| Data supplied |

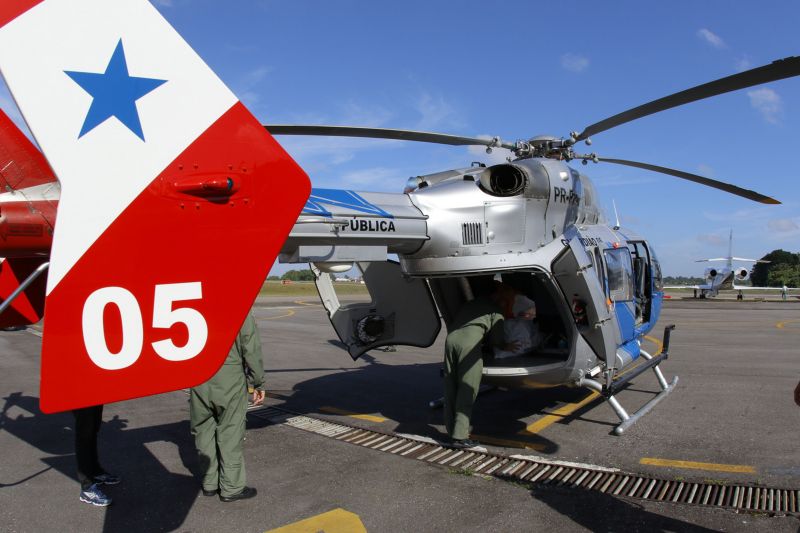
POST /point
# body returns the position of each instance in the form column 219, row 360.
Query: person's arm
column 251, row 351
column 497, row 335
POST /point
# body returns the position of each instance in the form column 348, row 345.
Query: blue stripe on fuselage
column 340, row 198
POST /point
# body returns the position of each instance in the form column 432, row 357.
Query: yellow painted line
column 658, row 343
column 484, row 439
column 301, row 302
column 290, row 313
column 336, row 521
column 558, row 414
column 337, row 411
column 714, row 467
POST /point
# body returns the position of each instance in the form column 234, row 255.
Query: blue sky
column 519, row 69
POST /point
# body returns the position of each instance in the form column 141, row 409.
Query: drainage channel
column 547, row 472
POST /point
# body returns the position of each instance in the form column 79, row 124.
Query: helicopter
column 533, row 222
column 724, row 278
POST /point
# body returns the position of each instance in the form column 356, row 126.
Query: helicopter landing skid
column 608, row 390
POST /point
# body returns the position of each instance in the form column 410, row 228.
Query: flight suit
column 217, row 410
column 477, row 320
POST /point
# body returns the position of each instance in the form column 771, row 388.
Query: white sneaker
column 95, row 496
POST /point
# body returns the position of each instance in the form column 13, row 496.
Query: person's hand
column 258, row 396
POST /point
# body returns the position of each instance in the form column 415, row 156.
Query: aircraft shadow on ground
column 401, row 394
column 150, row 497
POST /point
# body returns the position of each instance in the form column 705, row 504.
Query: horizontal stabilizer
column 28, row 307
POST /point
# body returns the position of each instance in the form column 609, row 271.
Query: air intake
column 472, row 233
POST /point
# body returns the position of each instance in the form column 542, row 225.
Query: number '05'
column 164, row 316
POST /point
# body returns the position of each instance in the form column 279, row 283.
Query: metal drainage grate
column 546, row 472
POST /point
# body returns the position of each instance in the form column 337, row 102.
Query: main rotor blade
column 383, row 133
column 727, row 187
column 777, row 70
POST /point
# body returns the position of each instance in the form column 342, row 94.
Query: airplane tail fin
column 26, row 224
column 174, row 199
column 27, row 307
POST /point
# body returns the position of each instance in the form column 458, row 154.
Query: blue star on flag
column 114, row 93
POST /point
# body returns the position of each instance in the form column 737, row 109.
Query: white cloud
column 245, row 86
column 705, row 170
column 711, row 38
column 357, row 114
column 317, row 154
column 574, row 62
column 370, row 178
column 767, row 102
column 436, row 113
column 783, row 225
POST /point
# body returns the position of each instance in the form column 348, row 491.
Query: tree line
column 783, row 269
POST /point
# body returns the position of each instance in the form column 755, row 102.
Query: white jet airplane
column 725, row 277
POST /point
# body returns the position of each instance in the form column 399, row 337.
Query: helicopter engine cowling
column 504, row 180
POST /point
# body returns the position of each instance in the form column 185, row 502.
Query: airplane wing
column 750, row 288
column 175, row 201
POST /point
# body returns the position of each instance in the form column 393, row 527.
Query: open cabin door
column 579, row 281
column 401, row 311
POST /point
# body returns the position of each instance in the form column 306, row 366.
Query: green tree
column 784, row 274
column 777, row 259
column 682, row 280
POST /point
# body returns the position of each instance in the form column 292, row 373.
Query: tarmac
column 730, row 420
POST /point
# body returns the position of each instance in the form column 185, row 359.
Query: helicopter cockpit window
column 620, row 274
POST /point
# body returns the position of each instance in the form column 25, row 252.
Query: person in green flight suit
column 478, row 321
column 217, row 410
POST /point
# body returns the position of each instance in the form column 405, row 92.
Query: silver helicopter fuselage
column 453, row 228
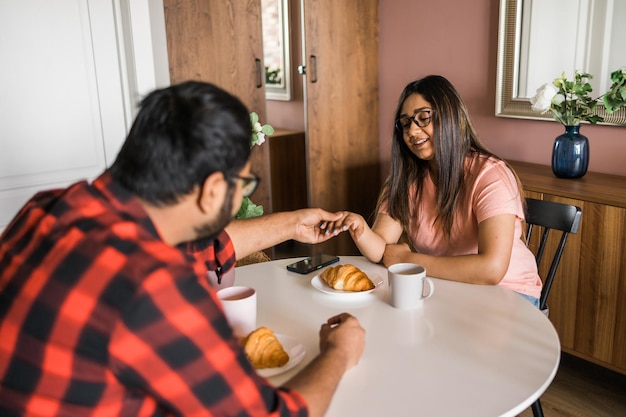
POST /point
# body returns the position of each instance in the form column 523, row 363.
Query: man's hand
column 343, row 335
column 312, row 224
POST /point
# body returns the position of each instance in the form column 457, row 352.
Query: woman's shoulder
column 477, row 163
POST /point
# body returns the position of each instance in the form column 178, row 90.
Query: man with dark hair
column 102, row 313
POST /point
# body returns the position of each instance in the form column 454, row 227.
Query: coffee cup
column 406, row 285
column 224, row 280
column 239, row 305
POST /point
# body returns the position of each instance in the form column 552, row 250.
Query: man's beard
column 212, row 229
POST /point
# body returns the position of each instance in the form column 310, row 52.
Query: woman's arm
column 370, row 241
column 495, row 244
column 258, row 233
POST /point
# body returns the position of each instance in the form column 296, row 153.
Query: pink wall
column 457, row 39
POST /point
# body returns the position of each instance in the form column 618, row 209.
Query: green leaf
column 267, row 130
column 248, row 209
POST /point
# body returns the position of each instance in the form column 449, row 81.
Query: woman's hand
column 352, row 222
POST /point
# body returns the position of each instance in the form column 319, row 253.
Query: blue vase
column 570, row 155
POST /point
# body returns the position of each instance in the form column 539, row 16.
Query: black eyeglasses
column 421, row 119
column 249, row 183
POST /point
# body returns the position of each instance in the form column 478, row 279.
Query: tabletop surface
column 472, row 350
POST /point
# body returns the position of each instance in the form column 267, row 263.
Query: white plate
column 320, row 285
column 296, row 352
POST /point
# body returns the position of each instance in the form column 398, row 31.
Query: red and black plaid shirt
column 100, row 317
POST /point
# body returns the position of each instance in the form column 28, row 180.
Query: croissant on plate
column 264, row 350
column 346, row 278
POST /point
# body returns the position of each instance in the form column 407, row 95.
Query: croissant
column 347, row 278
column 264, row 350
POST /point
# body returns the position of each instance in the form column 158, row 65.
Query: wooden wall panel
column 603, row 230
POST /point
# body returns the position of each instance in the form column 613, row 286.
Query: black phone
column 312, row 263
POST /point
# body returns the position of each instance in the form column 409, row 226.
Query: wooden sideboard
column 588, row 299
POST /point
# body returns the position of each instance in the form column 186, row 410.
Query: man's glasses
column 421, row 118
column 249, row 183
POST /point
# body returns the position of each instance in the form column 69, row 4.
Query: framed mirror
column 275, row 18
column 532, row 52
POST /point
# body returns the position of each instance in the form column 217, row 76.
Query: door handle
column 313, row 60
column 259, row 73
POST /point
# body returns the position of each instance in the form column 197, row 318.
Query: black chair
column 550, row 216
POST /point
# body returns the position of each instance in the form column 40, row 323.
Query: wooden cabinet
column 588, row 299
column 341, row 100
column 287, row 161
column 221, row 42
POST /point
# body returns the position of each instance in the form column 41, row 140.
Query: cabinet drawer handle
column 313, row 68
column 259, row 73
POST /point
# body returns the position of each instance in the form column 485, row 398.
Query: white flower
column 543, row 98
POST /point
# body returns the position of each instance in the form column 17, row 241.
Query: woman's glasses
column 249, row 183
column 421, row 119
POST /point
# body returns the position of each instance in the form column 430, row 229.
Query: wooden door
column 221, row 42
column 341, row 99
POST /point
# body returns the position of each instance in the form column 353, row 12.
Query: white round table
column 472, row 350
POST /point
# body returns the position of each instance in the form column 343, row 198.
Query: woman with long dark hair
column 460, row 206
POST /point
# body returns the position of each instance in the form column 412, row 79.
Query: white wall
column 71, row 76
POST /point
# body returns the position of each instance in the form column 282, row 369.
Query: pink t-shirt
column 493, row 191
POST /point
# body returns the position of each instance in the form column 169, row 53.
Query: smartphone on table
column 312, row 263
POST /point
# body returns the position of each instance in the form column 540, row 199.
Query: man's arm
column 258, row 233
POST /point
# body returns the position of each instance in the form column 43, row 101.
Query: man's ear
column 212, row 193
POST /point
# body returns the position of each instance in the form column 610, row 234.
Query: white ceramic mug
column 240, row 308
column 406, row 285
column 226, row 280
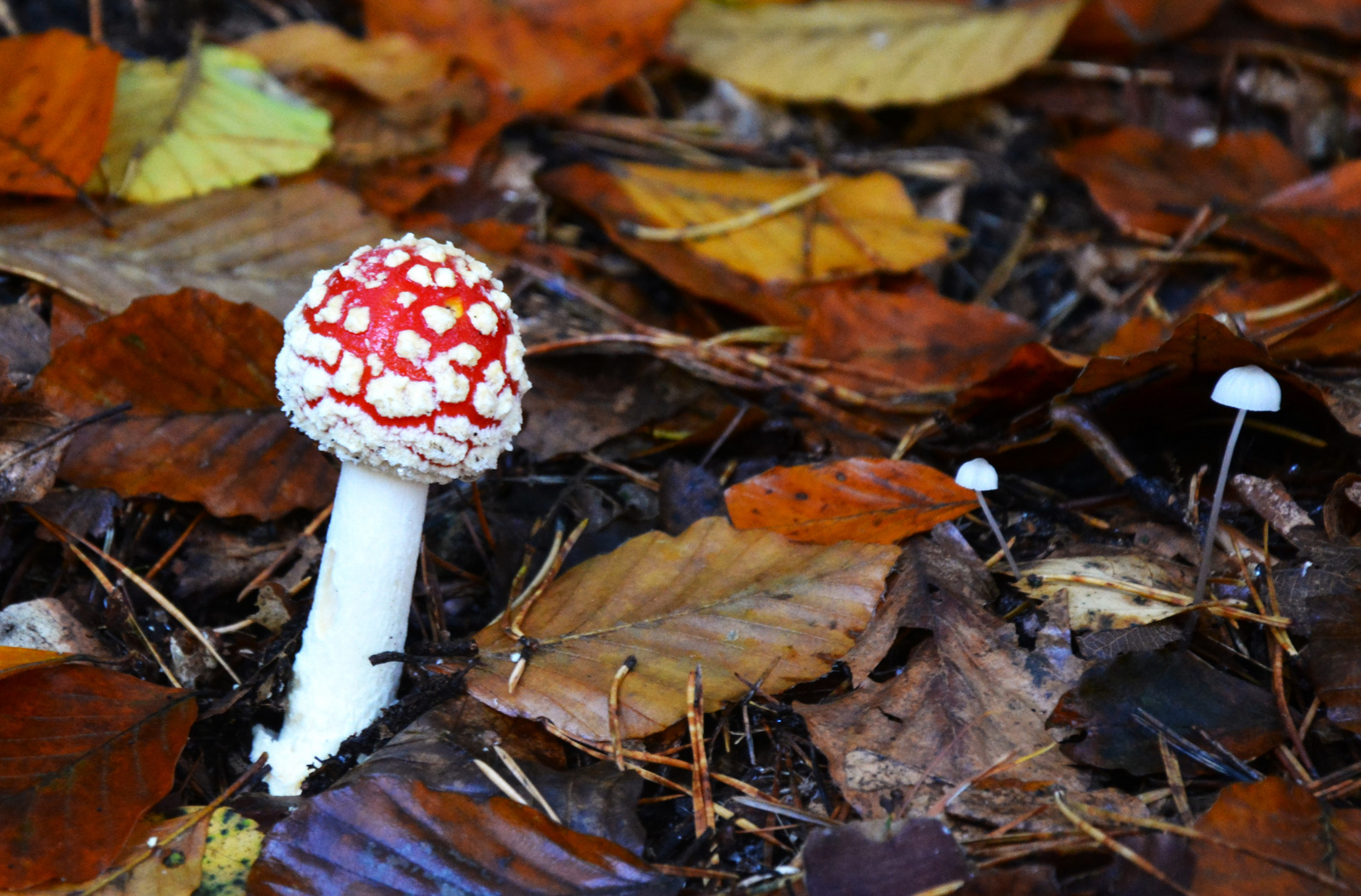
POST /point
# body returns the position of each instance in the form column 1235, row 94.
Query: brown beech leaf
column 858, row 226
column 916, row 338
column 55, row 110
column 1176, row 689
column 1274, row 817
column 861, row 499
column 246, row 245
column 86, row 752
column 206, row 423
column 967, row 698
column 1342, row 17
column 1135, row 174
column 737, row 602
column 1126, row 25
column 1319, row 214
column 383, row 834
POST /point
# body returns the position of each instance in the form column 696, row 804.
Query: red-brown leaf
column 85, row 752
column 204, row 425
column 861, row 499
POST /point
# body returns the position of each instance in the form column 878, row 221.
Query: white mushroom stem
column 361, row 606
column 997, row 530
column 1207, row 544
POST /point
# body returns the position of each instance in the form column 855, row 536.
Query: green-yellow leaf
column 212, row 120
column 870, row 52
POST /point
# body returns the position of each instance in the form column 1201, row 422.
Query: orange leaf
column 206, row 423
column 918, row 338
column 1127, row 25
column 86, row 751
column 1135, row 174
column 861, row 499
column 553, row 53
column 55, row 110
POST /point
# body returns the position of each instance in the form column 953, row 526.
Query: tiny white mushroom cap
column 978, row 475
column 1247, row 389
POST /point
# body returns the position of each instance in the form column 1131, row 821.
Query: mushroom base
column 361, row 606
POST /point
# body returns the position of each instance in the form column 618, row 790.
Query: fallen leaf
column 859, row 226
column 1176, row 689
column 869, row 53
column 246, row 245
column 861, row 499
column 388, row 67
column 969, row 696
column 1126, row 25
column 89, row 752
column 1319, row 214
column 552, row 53
column 55, row 110
column 212, row 120
column 387, row 834
column 1135, row 174
column 206, row 423
column 1274, row 817
column 1342, row 17
column 737, row 602
column 1105, row 593
column 27, row 460
column 916, row 338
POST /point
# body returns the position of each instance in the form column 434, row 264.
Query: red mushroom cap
column 406, row 358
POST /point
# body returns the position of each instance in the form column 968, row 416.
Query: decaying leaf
column 387, row 67
column 1137, row 176
column 1105, row 593
column 740, row 604
column 257, row 246
column 858, row 226
column 870, row 52
column 212, row 120
column 916, row 338
column 55, row 110
column 388, row 834
column 1175, row 689
column 861, row 499
column 1277, row 819
column 89, row 752
column 552, row 53
column 204, row 425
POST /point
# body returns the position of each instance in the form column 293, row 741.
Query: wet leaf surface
column 1176, row 689
column 204, row 425
column 91, row 751
column 710, row 597
column 873, row 500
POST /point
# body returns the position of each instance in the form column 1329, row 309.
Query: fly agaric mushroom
column 983, row 478
column 404, row 362
column 1247, row 389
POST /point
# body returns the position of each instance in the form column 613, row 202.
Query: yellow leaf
column 232, row 847
column 870, row 52
column 1111, row 592
column 212, row 120
column 387, row 67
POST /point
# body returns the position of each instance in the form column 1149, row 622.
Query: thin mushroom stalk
column 982, row 476
column 1247, row 389
column 404, row 362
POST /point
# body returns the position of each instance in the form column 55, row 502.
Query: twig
column 729, row 225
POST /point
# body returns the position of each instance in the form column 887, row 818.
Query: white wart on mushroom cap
column 406, row 358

| What is expected |
Please reproduce the items above word for word, from their start through the line containing "column 340, row 198", including that line. Leave the pictures out of your answer.

| Full answer |
POST /point
# body returns the position of each instance in the form column 219, row 360.
Query: person's arm
column 251, row 351
column 497, row 335
POST /point
# body returns the position of each instance in the form column 348, row 345.
Query: blue stripe on fuselage
column 340, row 198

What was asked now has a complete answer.